PROBLEMA SCRITTO 1: Riproduci fedelmente la parte del brano compresa tra "San Mellito di" e "nel suo amore.", estremi inclusi.

BRANO:
====

San Deodato di Blois Abate

San Mellito di Canterbury Arcivescovo

Santi 3 Martiri Mercedari di Parigi

San Guglielmo Firmato Eremita a Mantilly

San Vilfrido di York Vescovo

+ Dal Vangelo secondo Giovanni
In quel tempo, disse Gesù ai suoi discepoli: “Come il Padre ha amato me, così anch’io ho amato voi. Rimanete nel mio amore.
Se osserverete i miei comandamenti, rimarrete nel mio amore, come io ho osservato i comandamenti del Padre mio e rimango nel suo amore.
Questo vi ho detto perché la mia gioia sia in voi e la vostra gioia sia piena”.

Parola del Signore

mercoledì 23 aprile 2008

Omelia a cura di Mons. Vincenzo Paglia

Gesù, dicendo ai discepoli: "Io sono la vite, voi i tralci", vuole che comprendano bene il tipo di legame che c'è tra lui e i suoi. Un tralcio vive e dà frutto unicamente se resta attaccato alla vite; se venisse tagliato si seccherebbe e morirebbe. Restare legati alla vite è pertanto essenziale per i tralci. E la linfa' che la vite immette nel tralcio è detta da Gesù con queste semplici parole: "Non vi chiamo più servi... vi ho chiamati amici, perché tutto quello che ho udito dal Padre mio ve l'ho fatto conoscere". La sostanza del legame tra Gesù e i discepoli è l'amicizia. Già Abramo venne chiamato da Dio suo "amico" e non suo servo, perché Dio non gli tenne nascosto nulla. Anche Gesù non ha servi, ma solo amici. La parola "amico" non è un'espressione logora per Gesù. Per lui è una parola impegnativa per la stessa sua vita: "Nessuno ha amore più grande di questo: dare la vita per i suoi amici", dice quella sera poco prima di morire. Gesù prova per tutti amicizia, anche per Giuda che lo sta per tradire. E se proprio si vuole trovare una preferenza, è nei confronti dei più deboli, dei poveri, dei peccatori e degli esclusi. Nessun uomo, nessuna donna per lui sono nemici; non c'è traccia di cultura del nemico nei Vangeli. Semmai c'è un'incredibile testimonianza di amicizia. I suoi discepoli sanno che questo è il tesoro che debbono vivere e comunicare.

====

[Voci di annotazione con coordinate]

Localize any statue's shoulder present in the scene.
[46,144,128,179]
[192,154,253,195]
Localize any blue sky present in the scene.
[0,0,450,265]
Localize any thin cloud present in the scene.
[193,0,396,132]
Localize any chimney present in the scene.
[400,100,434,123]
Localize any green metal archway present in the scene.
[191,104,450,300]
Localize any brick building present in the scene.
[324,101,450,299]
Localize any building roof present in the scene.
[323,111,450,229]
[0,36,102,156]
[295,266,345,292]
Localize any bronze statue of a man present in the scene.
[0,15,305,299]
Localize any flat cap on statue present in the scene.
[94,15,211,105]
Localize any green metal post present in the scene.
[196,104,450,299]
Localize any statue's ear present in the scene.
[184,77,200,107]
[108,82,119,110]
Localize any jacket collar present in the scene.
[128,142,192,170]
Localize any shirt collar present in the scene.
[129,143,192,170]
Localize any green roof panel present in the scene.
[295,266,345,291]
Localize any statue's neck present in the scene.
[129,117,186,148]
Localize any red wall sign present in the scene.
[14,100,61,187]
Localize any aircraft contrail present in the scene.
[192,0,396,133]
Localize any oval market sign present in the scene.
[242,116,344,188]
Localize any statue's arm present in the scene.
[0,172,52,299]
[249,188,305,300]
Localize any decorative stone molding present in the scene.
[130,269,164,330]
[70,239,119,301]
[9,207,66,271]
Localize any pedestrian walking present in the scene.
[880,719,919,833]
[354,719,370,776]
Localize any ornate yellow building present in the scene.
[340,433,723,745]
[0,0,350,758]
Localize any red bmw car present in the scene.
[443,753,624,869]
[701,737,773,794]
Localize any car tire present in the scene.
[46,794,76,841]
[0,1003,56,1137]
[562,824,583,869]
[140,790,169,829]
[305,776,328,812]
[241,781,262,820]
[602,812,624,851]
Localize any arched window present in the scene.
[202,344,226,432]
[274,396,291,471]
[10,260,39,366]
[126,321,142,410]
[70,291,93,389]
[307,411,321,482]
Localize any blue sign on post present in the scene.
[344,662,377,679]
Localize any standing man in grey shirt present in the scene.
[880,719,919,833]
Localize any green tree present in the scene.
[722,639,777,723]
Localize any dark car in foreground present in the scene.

====

PROBLEMA SCRITTO 2: Trascrivi senza alcuna modifica le righe dei record comprese tra quella che contiene "Localize any statue's arm" e quella che contiene "[354,719,370,776]", entrambe incluse.

SOLUZIONE SCRITTA 1:
San Mellito di Canterbury Arcivescovo

Santi 3 Martiri Mercedari di Parigi

San Guglielmo Firmato Eremita a Mantilly

San Vilfrido di York Vescovo

+ Dal Vangelo secondo Giovanni
In quel tempo, disse Gesù ai suoi discepoli: “Come il Padre ha amato me, così anch’io ho amato voi. Rimanete nel mio amore.
Se osserverete i miei comandamenti, rimarrete nel mio amore, come io ho osservato i comandamenti del Padre mio e rimango nel suo amore.

SOLUZIONE SCRITTA 2:
Localize any statue's arm present in the scene.
[0,172,52,299]
[249,188,305,300]
Localize any decorative stone molding present in the scene.
[130,269,164,330]
[70,239,119,301]
[9,207,66,271]
Localize any pedestrian walking present in the scene.
[880,719,919,833]
[354,719,370,776]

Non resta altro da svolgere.